* Texto proporcionado *

La autora alemana Bertita Harding llegó a México con tres años de edad, creció en el país, mientras su padre trabajaba en la industria del acero, se interesó –e investigó– sobre la historia de México, razón por la cual –debido a su ascendencia aristocrática–, no le fue difícil inclinarse por aquella etapa que conocemos como la del Segundo Imperio Mexicano. Con veintiocho años entregó a la imprenta “Phantom Crown: The Story of Maximilian and Carlota of Mexico”, con éxito de ventas, hecho que le convencería de seguir escribiendo libros en la misma línea biográfica. Hollywood se interesó en el libro, por lo que Harding pertenece a ese selecto grupo de autores primerizos en quienes –por razones políticas o meramente económicas– los estudios reconocen una veta a explotar.

* Información proporcionada *
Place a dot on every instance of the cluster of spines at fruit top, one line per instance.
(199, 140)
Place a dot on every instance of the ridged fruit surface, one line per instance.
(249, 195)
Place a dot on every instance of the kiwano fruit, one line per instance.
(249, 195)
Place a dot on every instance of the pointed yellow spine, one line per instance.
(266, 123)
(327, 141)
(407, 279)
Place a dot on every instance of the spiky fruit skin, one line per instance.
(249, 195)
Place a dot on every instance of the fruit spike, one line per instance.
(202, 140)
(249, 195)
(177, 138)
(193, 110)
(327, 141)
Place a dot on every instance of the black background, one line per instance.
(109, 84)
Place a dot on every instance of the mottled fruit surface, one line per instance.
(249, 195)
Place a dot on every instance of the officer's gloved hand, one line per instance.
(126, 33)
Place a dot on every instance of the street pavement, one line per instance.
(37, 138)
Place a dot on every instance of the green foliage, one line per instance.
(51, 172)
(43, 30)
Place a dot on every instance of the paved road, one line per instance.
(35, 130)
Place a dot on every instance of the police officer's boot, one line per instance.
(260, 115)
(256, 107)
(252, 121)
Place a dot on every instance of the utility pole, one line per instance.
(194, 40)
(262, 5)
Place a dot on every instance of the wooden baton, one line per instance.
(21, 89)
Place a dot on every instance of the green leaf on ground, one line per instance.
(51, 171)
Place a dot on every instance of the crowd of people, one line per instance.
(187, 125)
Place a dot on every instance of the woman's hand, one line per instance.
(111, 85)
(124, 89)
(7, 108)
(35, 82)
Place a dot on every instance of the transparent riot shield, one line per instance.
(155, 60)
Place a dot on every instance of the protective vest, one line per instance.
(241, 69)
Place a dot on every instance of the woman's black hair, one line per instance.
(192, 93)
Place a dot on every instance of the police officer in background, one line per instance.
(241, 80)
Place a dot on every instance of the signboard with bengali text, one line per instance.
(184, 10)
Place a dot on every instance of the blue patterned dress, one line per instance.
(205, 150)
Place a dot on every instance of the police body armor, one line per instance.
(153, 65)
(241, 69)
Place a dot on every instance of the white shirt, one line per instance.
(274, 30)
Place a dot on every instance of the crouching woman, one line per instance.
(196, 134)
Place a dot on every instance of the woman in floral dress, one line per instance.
...
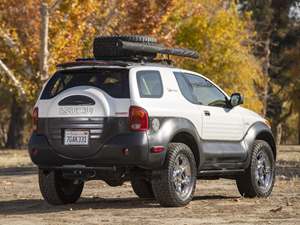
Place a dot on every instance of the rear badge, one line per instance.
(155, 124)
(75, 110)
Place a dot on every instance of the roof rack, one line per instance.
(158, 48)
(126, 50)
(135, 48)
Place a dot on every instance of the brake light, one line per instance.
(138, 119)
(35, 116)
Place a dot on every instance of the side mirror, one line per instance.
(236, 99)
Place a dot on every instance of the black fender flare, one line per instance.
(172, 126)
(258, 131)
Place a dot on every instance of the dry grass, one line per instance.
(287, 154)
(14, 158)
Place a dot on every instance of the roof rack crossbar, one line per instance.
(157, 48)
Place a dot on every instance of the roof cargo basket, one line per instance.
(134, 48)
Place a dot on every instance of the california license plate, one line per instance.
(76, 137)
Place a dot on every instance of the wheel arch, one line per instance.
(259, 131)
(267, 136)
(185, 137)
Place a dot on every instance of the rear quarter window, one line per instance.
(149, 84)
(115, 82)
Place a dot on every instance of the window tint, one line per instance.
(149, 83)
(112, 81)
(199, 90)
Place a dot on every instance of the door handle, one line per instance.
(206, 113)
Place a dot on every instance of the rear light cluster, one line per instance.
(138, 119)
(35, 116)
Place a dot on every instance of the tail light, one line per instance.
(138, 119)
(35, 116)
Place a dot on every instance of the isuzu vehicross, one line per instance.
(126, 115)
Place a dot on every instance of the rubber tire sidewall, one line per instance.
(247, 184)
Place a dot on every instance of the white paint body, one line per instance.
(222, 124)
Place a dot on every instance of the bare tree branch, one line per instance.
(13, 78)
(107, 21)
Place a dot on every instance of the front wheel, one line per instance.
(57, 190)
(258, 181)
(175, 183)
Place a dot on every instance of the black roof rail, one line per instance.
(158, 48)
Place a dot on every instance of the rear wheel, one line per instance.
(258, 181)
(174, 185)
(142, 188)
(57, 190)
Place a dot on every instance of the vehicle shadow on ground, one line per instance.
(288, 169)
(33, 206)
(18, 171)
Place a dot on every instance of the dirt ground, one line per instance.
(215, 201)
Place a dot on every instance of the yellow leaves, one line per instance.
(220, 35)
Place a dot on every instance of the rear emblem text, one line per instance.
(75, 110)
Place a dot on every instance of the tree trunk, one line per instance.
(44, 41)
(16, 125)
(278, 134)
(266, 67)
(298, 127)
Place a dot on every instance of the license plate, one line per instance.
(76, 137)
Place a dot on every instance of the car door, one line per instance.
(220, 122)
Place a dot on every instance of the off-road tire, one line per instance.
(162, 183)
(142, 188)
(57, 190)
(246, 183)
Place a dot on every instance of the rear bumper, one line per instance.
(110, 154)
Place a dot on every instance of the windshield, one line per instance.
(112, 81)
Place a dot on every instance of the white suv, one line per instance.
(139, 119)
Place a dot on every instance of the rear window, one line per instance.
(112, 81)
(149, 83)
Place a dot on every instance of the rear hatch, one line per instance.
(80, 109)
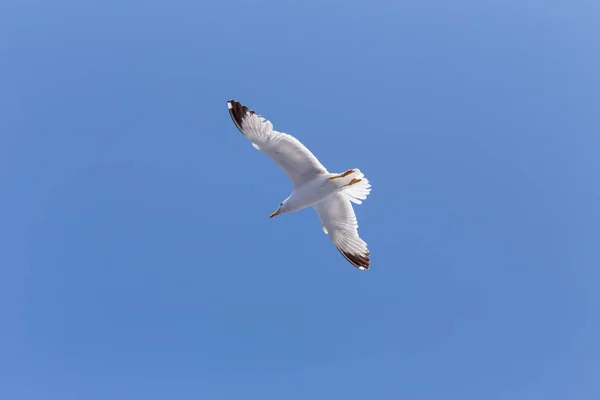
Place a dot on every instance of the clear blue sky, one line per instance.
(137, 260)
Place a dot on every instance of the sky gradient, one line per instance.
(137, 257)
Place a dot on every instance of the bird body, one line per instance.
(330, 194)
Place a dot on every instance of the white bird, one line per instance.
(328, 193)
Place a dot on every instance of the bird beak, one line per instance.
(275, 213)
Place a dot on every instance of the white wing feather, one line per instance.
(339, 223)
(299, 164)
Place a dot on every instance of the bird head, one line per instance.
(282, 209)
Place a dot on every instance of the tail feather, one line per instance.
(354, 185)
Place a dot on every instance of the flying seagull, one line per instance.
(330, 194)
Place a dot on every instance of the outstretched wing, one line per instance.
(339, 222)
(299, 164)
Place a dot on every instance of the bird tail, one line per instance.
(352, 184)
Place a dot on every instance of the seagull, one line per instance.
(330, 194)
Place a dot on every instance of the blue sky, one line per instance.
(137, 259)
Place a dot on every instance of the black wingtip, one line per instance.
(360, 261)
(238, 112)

* Tareas asignadas *
A - Enumera todas las personas que se mencionan por su nombre en el texto sobre Bertita Harding.
B - Copia tal cual del texto sobre Bertita Harding el fragmento que abre con las palabras que contienen "La autora alemana" y cierra con "veta a explotar.".
C - Escribe cómo sigue el texto sobre Bertita Harding a partir de donde termina.
Los ítems no hacen falta.

* Respuestas *
A - Bertita Harding, Maximilian y Carlota.

B -
La autora alemana Bertita Harding llegó a México con tres años de edad, creció en el país, mientras su padre trabajaba en la industria del acero, se interesó –e investigó– sobre la historia de México, razón por la cual –debido a su ascendencia aristocrática–, no le fue difícil inclinarse por aquella etapa que conocemos como la del Segundo Imperio Mexicano. Con veintiocho años entregó a la imprenta “Phantom Crown: The Story of Maximilian and Carlota of Mexico”, con éxito de ventas, hecho que le convencería de seguir escribiendo libros en la misma línea biográfica. Hollywood se interesó en el libro, por lo que Harding pertenece a ese selecto grupo de autores primerizos en quienes –por razones políticas o meramente económicas– los estudios reconocen una veta a explotar.

C -
Fueron John Huston y Wolfgang Reinhardt los encargados de reescribir el guion, demasiado extenso, iniciado por Aeneas MacKenzie, y que se convertiría en la adaptación, dirigida por William Dieterle, titulada “Juárez” (1939), a la que se añadieran datos extraídos de otro libro, “Juarez and Maximilian”, del prestigiado Franz Werfel, enemigo del régimen nazi. La Warner Brothers –el estudio encargado de llevar a la pantalla los hechos narrados en dichos libros– acordó contratar a Harding como autora, por lo que esta terminaría mudándose, en 1940, a los Estados Unidos, donde llevaría una vida que se dividía, la mitad del año en México, y la otra en Indianápolis.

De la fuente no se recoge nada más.